_Information provided_
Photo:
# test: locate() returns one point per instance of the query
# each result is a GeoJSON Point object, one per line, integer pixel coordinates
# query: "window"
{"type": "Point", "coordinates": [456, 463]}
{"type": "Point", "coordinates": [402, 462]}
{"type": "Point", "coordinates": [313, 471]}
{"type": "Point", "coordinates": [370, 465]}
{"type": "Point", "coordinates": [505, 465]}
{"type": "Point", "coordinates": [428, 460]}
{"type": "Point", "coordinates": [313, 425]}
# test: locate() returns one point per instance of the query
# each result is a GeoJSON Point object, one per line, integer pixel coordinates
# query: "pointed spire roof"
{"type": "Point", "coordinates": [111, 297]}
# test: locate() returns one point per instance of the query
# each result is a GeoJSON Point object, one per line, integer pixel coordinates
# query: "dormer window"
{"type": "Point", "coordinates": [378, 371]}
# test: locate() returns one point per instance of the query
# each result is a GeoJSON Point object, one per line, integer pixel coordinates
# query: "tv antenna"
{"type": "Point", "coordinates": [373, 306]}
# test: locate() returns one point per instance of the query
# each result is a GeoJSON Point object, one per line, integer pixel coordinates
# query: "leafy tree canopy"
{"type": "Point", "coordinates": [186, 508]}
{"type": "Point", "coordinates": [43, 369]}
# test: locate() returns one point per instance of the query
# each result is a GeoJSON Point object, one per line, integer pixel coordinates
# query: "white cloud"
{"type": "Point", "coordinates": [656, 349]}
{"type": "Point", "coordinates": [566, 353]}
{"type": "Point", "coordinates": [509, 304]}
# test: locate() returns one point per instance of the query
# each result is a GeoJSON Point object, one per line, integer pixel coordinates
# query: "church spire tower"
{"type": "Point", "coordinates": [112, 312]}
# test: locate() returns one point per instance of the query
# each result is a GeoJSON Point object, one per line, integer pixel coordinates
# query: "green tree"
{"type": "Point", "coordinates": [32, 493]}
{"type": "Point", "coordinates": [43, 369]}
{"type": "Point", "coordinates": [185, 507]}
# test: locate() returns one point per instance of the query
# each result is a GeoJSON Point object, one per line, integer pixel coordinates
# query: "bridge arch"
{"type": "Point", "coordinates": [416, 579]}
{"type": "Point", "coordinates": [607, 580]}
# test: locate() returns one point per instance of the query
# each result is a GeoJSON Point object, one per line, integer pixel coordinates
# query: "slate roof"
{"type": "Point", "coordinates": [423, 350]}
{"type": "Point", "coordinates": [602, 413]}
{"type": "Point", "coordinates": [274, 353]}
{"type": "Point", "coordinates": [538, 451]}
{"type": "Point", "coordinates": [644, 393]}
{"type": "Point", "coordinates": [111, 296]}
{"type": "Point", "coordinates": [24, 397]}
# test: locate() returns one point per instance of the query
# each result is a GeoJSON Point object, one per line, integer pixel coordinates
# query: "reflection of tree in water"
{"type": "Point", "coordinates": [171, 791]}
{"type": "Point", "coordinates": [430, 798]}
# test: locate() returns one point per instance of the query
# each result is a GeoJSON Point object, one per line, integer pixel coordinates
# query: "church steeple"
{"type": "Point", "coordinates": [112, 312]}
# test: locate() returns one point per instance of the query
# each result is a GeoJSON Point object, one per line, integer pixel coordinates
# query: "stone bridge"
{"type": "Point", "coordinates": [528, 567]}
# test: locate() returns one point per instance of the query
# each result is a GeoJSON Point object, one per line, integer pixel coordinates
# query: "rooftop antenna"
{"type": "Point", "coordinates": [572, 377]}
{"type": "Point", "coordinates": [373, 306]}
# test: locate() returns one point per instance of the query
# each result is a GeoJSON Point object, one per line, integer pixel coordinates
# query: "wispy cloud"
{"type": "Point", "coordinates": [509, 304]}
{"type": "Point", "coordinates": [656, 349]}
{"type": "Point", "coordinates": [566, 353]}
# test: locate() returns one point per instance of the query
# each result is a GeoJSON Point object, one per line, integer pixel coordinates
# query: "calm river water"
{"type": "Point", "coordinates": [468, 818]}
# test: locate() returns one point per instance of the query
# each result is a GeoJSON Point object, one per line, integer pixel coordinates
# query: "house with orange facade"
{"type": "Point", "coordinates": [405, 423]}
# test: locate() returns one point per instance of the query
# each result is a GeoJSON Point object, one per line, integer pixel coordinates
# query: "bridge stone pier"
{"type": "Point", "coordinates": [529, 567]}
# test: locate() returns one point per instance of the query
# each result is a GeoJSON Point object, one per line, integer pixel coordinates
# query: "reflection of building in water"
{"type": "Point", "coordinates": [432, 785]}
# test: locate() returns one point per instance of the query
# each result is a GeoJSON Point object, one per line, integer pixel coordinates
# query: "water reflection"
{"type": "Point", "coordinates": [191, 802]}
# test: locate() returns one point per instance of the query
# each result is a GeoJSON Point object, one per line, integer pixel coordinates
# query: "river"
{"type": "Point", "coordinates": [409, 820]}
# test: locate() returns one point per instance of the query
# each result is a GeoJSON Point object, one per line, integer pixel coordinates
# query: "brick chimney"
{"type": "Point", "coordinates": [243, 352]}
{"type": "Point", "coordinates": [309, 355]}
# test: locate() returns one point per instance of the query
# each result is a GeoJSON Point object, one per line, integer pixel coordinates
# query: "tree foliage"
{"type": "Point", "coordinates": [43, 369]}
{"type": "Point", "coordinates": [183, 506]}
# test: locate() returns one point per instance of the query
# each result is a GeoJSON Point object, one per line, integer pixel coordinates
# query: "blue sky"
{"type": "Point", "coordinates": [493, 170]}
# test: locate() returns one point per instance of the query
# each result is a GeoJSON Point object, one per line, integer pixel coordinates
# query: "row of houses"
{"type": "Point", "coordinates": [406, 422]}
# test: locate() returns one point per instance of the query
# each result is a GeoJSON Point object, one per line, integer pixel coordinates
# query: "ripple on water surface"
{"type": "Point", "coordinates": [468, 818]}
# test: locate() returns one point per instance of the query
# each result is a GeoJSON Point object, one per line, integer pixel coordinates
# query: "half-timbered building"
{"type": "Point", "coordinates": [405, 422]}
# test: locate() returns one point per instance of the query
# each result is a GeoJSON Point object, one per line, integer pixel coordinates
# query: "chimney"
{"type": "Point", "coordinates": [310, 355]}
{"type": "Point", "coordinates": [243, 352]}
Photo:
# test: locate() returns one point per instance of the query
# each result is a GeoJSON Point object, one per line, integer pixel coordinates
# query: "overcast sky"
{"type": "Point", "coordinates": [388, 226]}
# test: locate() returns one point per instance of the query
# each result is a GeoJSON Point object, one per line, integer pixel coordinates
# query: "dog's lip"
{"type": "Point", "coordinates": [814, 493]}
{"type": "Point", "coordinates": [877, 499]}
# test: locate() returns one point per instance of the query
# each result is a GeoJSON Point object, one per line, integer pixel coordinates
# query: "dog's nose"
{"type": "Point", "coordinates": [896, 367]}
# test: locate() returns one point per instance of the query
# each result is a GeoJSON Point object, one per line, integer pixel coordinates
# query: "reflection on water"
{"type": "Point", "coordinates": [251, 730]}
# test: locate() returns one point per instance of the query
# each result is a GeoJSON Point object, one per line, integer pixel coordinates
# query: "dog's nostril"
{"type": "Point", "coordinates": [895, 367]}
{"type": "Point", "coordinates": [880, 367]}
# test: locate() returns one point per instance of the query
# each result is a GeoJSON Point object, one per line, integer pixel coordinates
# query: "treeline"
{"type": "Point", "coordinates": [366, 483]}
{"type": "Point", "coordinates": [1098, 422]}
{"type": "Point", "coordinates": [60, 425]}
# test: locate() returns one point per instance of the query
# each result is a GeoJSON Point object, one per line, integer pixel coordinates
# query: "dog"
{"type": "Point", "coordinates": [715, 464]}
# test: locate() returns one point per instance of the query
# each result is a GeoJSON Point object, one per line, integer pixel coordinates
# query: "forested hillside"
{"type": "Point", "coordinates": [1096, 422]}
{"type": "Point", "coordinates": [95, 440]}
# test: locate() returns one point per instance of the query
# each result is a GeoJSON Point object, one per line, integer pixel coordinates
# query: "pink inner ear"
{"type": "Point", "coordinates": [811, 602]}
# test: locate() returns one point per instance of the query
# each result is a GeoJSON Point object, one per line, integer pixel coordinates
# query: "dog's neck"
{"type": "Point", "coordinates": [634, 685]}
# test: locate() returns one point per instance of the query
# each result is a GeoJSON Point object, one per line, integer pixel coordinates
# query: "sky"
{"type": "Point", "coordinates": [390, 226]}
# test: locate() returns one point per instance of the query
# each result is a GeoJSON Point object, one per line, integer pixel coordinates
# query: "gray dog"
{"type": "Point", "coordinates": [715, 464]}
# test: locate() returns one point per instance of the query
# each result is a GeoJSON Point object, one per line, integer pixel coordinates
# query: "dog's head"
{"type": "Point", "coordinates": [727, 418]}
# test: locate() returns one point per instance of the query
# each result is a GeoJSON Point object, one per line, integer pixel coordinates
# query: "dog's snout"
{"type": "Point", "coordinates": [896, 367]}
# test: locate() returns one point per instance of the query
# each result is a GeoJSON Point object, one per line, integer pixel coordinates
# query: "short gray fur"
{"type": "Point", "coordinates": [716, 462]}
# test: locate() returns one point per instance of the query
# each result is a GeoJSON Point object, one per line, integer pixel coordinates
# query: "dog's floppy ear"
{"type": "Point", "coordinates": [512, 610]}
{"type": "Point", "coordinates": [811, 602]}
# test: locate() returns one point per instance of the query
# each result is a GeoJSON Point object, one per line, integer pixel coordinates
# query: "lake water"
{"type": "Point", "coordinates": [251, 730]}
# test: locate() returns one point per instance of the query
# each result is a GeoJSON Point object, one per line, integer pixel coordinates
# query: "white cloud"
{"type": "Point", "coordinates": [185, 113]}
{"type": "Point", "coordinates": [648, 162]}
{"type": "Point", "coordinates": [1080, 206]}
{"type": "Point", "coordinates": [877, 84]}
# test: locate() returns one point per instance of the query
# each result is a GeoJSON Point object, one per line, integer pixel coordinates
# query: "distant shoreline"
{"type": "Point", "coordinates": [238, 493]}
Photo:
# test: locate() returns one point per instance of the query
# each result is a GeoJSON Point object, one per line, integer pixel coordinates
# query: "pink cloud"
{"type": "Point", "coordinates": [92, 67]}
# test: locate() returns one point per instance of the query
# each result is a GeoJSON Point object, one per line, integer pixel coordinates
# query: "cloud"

_Given exercise_
Show every line of the data above that contains the string "spire", one per line.

_Output of the task_
# query: "pointed spire roof"
# query: "church spire tower"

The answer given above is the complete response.